Records from a data source:
◆ ◆ ◆ ◆ ◆

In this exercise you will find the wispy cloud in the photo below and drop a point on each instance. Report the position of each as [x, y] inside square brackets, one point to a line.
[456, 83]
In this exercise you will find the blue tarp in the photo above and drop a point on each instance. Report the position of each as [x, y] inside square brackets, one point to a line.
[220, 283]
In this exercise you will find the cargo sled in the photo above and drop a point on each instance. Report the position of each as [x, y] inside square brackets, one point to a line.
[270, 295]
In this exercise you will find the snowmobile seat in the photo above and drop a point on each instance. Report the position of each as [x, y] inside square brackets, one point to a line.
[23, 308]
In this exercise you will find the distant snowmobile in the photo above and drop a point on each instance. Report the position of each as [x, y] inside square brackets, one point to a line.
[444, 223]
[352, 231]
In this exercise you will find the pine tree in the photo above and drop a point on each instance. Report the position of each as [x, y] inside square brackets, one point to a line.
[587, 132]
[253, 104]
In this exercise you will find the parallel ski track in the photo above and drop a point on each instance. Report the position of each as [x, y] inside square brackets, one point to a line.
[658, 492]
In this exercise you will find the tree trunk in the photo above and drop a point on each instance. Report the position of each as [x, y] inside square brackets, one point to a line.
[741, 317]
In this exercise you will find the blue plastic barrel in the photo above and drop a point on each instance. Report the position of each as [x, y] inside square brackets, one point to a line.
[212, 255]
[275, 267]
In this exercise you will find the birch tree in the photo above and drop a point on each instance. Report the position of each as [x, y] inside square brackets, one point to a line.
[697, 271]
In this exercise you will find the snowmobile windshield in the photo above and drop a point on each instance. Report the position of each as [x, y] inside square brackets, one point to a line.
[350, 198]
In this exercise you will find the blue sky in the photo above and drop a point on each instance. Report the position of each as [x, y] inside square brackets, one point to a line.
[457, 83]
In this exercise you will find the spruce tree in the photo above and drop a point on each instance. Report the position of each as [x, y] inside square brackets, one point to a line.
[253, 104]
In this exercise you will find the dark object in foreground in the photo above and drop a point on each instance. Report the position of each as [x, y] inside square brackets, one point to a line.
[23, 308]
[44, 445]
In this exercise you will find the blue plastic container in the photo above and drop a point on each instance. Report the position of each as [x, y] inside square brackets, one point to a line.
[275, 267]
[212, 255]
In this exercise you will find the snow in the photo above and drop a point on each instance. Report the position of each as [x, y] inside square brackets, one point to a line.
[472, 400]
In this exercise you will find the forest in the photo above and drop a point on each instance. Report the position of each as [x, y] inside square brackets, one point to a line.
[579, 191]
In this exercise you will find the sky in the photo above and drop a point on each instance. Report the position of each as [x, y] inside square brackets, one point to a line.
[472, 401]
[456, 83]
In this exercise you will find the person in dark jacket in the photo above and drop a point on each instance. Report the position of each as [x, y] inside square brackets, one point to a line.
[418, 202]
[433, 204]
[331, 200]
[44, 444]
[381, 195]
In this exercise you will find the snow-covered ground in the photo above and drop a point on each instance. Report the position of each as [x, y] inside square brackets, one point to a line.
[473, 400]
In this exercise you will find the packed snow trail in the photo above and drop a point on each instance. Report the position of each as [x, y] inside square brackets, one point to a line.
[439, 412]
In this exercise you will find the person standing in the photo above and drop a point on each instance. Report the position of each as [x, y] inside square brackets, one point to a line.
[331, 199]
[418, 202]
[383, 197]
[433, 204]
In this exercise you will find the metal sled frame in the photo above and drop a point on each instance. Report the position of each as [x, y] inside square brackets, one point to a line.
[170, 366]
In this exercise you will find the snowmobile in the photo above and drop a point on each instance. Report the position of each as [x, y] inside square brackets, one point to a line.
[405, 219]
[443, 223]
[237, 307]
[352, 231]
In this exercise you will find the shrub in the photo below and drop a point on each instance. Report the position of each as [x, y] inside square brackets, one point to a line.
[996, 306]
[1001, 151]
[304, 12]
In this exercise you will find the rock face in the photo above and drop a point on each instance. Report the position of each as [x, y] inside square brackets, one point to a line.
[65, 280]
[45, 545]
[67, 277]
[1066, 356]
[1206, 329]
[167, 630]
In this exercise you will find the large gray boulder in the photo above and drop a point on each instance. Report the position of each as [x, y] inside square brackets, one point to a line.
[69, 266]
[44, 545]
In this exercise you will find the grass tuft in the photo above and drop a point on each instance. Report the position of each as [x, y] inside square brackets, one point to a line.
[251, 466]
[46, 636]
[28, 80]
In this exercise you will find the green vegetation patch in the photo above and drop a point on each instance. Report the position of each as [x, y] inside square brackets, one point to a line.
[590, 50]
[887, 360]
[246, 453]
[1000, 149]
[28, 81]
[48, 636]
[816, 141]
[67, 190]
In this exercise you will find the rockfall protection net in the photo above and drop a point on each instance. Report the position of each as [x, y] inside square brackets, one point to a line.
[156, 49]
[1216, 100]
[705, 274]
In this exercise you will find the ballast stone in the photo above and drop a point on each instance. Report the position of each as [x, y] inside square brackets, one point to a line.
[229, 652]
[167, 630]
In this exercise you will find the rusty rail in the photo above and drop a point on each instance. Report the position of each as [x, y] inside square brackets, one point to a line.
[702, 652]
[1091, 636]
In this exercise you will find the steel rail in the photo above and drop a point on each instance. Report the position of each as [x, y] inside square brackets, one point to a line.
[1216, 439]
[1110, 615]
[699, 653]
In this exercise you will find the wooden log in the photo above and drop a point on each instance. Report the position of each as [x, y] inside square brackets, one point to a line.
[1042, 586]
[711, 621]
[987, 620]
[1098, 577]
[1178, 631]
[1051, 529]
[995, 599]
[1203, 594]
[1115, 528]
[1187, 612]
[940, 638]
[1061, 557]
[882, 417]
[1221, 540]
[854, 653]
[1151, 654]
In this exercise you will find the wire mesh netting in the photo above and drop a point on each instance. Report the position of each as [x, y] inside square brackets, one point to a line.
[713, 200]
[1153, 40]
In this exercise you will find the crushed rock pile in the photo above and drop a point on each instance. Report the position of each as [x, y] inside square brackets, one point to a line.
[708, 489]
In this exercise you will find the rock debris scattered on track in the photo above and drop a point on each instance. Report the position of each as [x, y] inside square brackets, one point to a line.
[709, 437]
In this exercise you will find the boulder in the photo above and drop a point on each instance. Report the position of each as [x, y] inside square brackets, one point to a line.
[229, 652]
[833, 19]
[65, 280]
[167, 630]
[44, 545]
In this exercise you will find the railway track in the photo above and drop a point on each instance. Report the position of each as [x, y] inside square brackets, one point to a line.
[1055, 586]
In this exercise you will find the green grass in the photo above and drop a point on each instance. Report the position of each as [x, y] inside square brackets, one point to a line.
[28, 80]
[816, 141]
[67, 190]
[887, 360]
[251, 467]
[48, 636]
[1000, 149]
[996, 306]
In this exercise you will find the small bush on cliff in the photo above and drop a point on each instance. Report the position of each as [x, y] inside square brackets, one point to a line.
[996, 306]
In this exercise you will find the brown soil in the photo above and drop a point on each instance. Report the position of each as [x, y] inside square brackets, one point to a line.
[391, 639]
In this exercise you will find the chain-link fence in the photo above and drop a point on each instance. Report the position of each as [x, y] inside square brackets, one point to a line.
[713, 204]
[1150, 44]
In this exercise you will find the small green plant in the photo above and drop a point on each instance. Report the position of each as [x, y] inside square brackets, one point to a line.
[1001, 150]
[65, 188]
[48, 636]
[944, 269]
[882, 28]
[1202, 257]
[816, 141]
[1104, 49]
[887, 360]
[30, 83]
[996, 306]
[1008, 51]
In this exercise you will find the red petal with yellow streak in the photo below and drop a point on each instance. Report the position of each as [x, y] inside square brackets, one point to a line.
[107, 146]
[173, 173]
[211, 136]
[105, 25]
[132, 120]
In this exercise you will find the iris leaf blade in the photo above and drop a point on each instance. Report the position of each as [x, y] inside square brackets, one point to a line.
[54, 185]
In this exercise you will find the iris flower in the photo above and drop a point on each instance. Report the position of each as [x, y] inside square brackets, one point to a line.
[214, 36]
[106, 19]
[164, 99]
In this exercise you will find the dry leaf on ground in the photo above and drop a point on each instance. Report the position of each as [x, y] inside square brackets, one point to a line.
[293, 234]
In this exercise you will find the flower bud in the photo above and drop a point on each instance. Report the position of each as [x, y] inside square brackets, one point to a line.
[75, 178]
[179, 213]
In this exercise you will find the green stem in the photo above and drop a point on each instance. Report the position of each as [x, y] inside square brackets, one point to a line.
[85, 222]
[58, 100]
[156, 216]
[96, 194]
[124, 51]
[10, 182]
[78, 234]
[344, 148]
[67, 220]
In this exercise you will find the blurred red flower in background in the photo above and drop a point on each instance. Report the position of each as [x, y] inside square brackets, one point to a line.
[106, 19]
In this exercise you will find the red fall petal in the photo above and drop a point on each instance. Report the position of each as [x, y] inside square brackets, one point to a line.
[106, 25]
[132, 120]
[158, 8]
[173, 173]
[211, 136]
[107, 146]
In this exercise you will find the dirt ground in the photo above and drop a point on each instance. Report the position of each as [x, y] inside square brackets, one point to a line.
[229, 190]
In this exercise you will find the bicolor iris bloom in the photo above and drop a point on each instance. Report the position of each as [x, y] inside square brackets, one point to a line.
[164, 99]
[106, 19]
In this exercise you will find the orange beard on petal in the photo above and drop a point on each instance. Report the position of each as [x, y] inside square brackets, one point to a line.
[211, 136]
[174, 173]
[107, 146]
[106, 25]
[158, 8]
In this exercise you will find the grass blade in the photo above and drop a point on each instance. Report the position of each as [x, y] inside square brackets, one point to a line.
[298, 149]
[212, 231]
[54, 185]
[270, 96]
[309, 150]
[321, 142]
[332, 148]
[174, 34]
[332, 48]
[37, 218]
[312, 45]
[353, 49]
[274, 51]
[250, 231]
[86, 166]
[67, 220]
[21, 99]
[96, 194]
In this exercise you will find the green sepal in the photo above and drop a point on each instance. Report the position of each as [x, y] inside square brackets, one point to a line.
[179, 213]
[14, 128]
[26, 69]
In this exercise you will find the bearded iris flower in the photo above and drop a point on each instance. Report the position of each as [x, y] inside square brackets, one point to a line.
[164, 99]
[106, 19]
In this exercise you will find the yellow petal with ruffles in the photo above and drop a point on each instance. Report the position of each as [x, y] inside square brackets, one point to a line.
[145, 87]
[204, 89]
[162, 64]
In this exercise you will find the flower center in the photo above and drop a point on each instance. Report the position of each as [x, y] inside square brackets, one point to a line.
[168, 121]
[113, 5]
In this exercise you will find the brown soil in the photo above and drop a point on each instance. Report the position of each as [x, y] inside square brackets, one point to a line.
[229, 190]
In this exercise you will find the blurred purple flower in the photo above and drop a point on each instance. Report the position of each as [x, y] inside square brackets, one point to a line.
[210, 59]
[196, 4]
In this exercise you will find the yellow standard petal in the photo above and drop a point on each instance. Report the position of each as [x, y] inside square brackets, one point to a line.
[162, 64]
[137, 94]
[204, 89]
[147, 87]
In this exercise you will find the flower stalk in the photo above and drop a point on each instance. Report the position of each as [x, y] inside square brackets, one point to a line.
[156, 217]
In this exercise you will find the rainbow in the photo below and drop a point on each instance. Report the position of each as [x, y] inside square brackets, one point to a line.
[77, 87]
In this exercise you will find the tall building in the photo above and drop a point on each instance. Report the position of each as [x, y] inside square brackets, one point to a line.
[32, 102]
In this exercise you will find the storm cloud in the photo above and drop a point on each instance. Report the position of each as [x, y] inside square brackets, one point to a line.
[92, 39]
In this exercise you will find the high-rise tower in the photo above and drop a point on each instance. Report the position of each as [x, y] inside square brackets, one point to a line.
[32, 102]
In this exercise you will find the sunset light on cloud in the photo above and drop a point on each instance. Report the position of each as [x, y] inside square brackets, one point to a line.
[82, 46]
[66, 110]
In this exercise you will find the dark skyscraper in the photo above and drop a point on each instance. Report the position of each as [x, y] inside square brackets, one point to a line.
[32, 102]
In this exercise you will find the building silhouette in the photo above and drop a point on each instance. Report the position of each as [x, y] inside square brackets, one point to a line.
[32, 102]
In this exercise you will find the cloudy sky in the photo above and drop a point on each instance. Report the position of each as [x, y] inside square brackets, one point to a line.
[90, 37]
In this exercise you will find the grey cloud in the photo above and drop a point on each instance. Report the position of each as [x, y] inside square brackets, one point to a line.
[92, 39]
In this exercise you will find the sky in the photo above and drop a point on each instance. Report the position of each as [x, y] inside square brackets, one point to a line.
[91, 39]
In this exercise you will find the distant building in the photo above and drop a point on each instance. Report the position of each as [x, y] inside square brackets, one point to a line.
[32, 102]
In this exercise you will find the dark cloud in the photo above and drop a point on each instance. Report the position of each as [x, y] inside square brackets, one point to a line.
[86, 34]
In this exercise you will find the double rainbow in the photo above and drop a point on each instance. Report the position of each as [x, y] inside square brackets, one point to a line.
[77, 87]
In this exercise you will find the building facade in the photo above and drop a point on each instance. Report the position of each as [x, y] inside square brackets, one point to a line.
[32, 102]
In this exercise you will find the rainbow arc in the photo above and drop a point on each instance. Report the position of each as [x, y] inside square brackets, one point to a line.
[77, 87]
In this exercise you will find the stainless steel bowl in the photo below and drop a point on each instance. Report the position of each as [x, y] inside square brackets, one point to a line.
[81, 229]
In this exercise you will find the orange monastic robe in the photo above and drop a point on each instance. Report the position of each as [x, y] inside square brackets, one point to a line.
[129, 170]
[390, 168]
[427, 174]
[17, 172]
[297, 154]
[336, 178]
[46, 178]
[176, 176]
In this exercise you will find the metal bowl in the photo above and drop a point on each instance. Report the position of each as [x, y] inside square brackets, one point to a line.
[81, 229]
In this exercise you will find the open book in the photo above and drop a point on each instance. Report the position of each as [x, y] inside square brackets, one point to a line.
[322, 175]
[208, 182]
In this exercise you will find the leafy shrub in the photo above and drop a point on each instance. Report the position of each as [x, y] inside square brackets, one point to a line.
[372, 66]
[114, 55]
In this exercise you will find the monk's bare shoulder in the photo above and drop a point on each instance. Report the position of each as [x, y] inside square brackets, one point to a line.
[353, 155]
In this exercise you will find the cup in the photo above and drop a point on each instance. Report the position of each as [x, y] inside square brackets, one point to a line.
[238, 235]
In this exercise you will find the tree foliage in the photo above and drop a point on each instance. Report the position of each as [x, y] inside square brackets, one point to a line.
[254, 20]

◆ ◆ ◆ ◆ ◆

◆ WORK INSTRUCTIONS: Extract exactly the lines between the line containing "In this exercise you will find the building facade" and the end of the data, including both.

◆ ANSWER TO THE EXERCISE:
In this exercise you will find the building facade in the photo above and drop a point on each instance. Report the position of each as [x, y] inside square brackets, one point to a line.
[32, 102]
In this exercise you will find the rainbow arc in the photo above and drop a point on each instance. Report the position of each as [x, y] inside square brackets, one point to a line.
[77, 87]
In this exercise you will find the stainless steel bowl in the photo below and drop a point on each instance. Report the position of each as [x, y] inside square brackets, one point to a line.
[81, 229]
In this exercise you will find the orange monastic robe in the photo above and drop a point on each instance. Report the position of each as [x, y] inside square brackets, one point to a line.
[129, 170]
[390, 168]
[427, 174]
[17, 172]
[297, 154]
[336, 178]
[46, 178]
[176, 176]
In this exercise you will find the metal bowl in the photo above and drop a point on each instance. Report the position of each as [x, y] inside square brackets, one point to a line.
[81, 229]
In this exercise you will find the open book in the photo above and drop a point on each instance. Report the position of each as [x, y] inside square brackets, one point to a line.
[322, 175]
[208, 182]
In this exercise you will find the leafy shrub in the photo above and drop a point on each instance. Report the position of each as [x, y] inside square brackets, one point to a line.
[372, 66]
[114, 55]
In this exercise you will find the monk's bare shoulder in the photo above and drop a point on each instance. Report the position of each as [x, y] inside square brackets, one point to a line.
[353, 155]
In this exercise you will find the cup in the photo above and drop a point on each instance. Report the position of each as [x, y] inside square brackets, one point to a line.
[238, 235]
In this exercise you will find the tree foliage in the photo above and drop a point on each instance. Report the position of each as [x, y] inside square brackets, one point to a line.
[254, 20]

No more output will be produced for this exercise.